## Compito assegnato 1
Ricopia dal testo sulla pandemia tutto ciò che va da "Un confronto con" giù fino a "ospedali della regione.".
## Compito assegnato 2
Completa la parte successiva del testo sulla pandemia in Italia, partendo subito dopo la sua ultima frase.

Nel frattempo, l’aumento di casi e decessi in paesi come Israele e Stati Uniti, che hanno percentuali di vaccinati simili alle nostre, mostrano quali conseguenze può avere abbassare la guardia in questo momento.
Un po’ di numeri
Il monitoraggio settimanale dell’Istituto superiore di sanità pubblicato ieri mostra numeri incoraggianti. L’indice Rt è in calo a 0,92, mentre l’incidenza settimanale di nuovi casi è scesa da 74 contagi ogni 100mila abitanti a 64.
Un confronto con l’anno scorso, però, è meno incoraggiante. Nel settembre 2020, a pochi giorni dall’inizio delle scuole, c’erano circa 35mila persone contagiate, circa 10 decessi e un migliaio di nuovi casi al giorno. Adesso abbiamo circa 130mila persone positive al virus, circa 50 decessi e oltre 5mila nuovi casi al giorno.
La situazione è inoltre molto diversa da regione a regione. La Sicilia, ad esempio, continua a restare in zona gialla, con un numero di ricoveri che mantiene sotto pressione gli ospedali della regione.
Sardegna e Calabria hanno superato la soglia di allarme per il numero di malati Covid-19 ricoverati rispettivamente in terapia intensiva e area medica, ma restando sotto il livello di allarme per uno dei due valori evitano il passaggio in gialla.
Guardia abbassata?
Nel frattempo, l’attenzione con cui le autorità sanitarie seguono l’evolversi della pandemia sembra essersi ridotto.

## Dati archiviati
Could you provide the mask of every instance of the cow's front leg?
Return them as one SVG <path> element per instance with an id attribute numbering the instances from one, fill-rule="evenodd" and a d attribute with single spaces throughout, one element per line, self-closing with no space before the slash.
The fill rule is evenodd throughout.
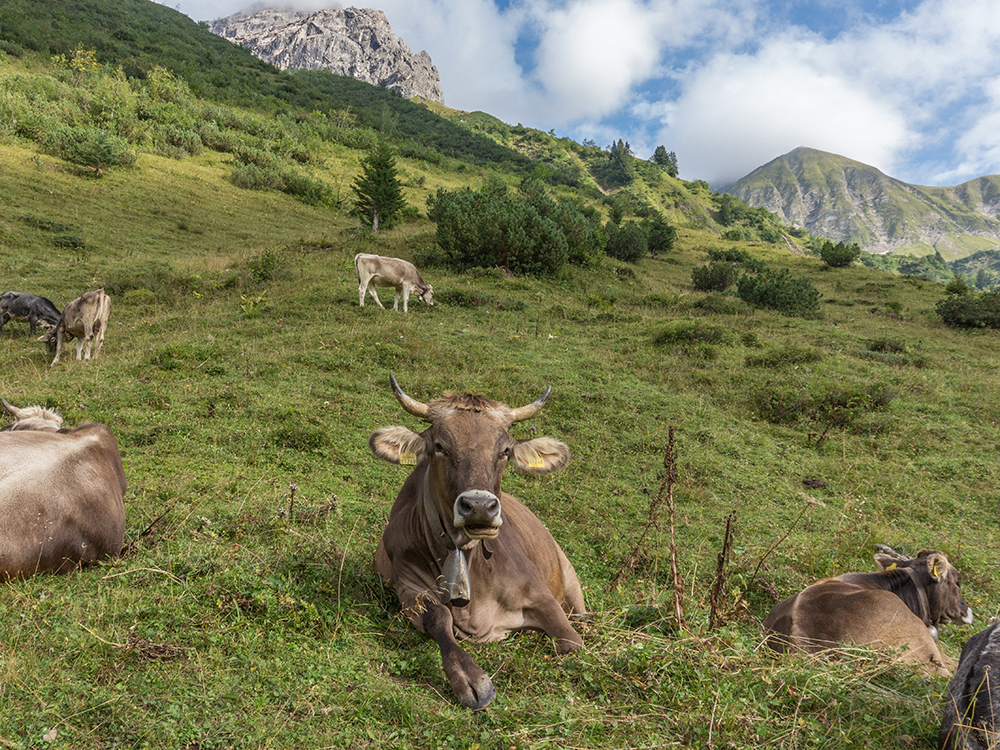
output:
<path id="1" fill-rule="evenodd" d="M 434 601 L 423 600 L 426 607 L 420 618 L 421 630 L 434 639 L 441 649 L 441 666 L 451 683 L 452 692 L 466 708 L 486 708 L 496 696 L 489 675 L 455 640 L 451 610 Z"/>

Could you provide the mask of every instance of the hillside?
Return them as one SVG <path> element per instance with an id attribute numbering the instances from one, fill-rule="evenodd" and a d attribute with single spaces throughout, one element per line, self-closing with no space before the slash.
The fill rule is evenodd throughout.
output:
<path id="1" fill-rule="evenodd" d="M 89 0 L 97 15 L 72 22 L 106 28 L 117 9 L 147 42 L 174 28 L 179 14 L 144 5 Z M 33 21 L 53 40 L 69 22 Z M 198 40 L 216 38 L 178 28 L 197 63 Z M 64 354 L 51 370 L 27 325 L 8 323 L 0 395 L 112 428 L 129 546 L 0 587 L 0 746 L 935 747 L 945 680 L 865 649 L 778 657 L 760 624 L 819 577 L 872 570 L 877 543 L 940 549 L 961 570 L 977 621 L 942 628 L 948 655 L 1000 609 L 1000 340 L 945 328 L 940 284 L 793 255 L 754 234 L 778 226 L 766 212 L 720 226 L 704 183 L 637 162 L 614 185 L 600 149 L 486 113 L 391 109 L 405 100 L 266 66 L 259 84 L 240 80 L 290 98 L 255 104 L 189 82 L 169 51 L 119 74 L 113 32 L 89 37 L 111 50 L 94 61 L 8 31 L 0 284 L 60 307 L 103 287 L 113 309 L 98 360 Z M 347 209 L 383 111 L 412 210 L 374 235 Z M 53 154 L 70 124 L 134 161 L 97 177 Z M 485 141 L 511 156 L 484 158 Z M 241 187 L 253 170 L 238 156 L 284 189 Z M 359 308 L 356 253 L 432 255 L 439 188 L 526 175 L 601 221 L 660 211 L 677 243 L 541 278 L 422 267 L 434 307 Z M 734 249 L 808 280 L 819 314 L 697 291 L 710 253 Z M 419 429 L 390 372 L 421 400 L 520 404 L 552 386 L 513 434 L 570 448 L 561 473 L 509 472 L 504 489 L 572 560 L 584 648 L 557 657 L 530 633 L 469 645 L 498 691 L 480 713 L 455 703 L 437 647 L 372 566 L 406 470 L 377 461 L 368 437 Z M 671 435 L 684 623 L 660 494 Z"/>
<path id="2" fill-rule="evenodd" d="M 788 224 L 870 253 L 946 261 L 1000 248 L 1000 176 L 954 187 L 922 187 L 874 167 L 797 148 L 727 189 Z"/>

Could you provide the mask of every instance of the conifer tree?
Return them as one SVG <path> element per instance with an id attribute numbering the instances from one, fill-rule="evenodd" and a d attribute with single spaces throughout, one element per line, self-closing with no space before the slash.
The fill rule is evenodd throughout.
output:
<path id="1" fill-rule="evenodd" d="M 354 180 L 352 213 L 371 221 L 372 231 L 379 225 L 391 227 L 406 206 L 403 185 L 396 176 L 396 157 L 385 141 L 379 143 L 361 160 L 361 174 Z"/>

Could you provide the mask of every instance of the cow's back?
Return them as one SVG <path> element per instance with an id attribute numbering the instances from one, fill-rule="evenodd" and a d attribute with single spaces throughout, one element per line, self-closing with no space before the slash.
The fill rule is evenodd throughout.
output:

## Risposta scritta 1
Un confronto con l’anno scorso, però, è meno incoraggiante. Nel settembre 2020, a pochi giorni dall’inizio delle scuole, c’erano circa 35mila persone contagiate, circa 10 decessi e un migliaio di nuovi casi al giorno. Adesso abbiamo circa 130mila persone positive al virus, circa 50 decessi e oltre 5mila nuovi casi al giorno.
La situazione è inoltre molto diversa da regione a regione. La Sicilia, ad esempio, continua a restare in zona gialla, con un numero di ricoveri che mantiene sotto pressione gli ospedali della regione.

## Risposta scritta 2
I tamponi sono il principale strumento per misurare l’andamento della pandemia, prevedere i suoi eventuali picchi ed isolarne i focolai. Gli esperti sono concordi nel dire che, dopo i vaccini, costituiscono l'arma migliore contro la pandemia.
Ma il numero di tamponi molecolari che vengono effettuati in Italia non solo non è aumentato, ma negli ultimi mesi si è addirittura dimezzato. Lo scorso marzo, si facevano circa 200mila tamponi molecolari al giorno, oggi siamo ridotti a poco più di 100mila.
Nel frattempo, le statistiche nascondono in parte questo fatto, poiché è aumentata esponenzialmente la quantità di tamponi rapidi antigenici. Ma questo tipo di tampone è quello fatto per gli screening dei dipendenti delle aziende, per ottenere il green pass: insomma, viene fatto da persone tendenzialmente sane (solo lo 0,1 per cento degli antigenici individua positivi, contro il 4 percento dei molecolari).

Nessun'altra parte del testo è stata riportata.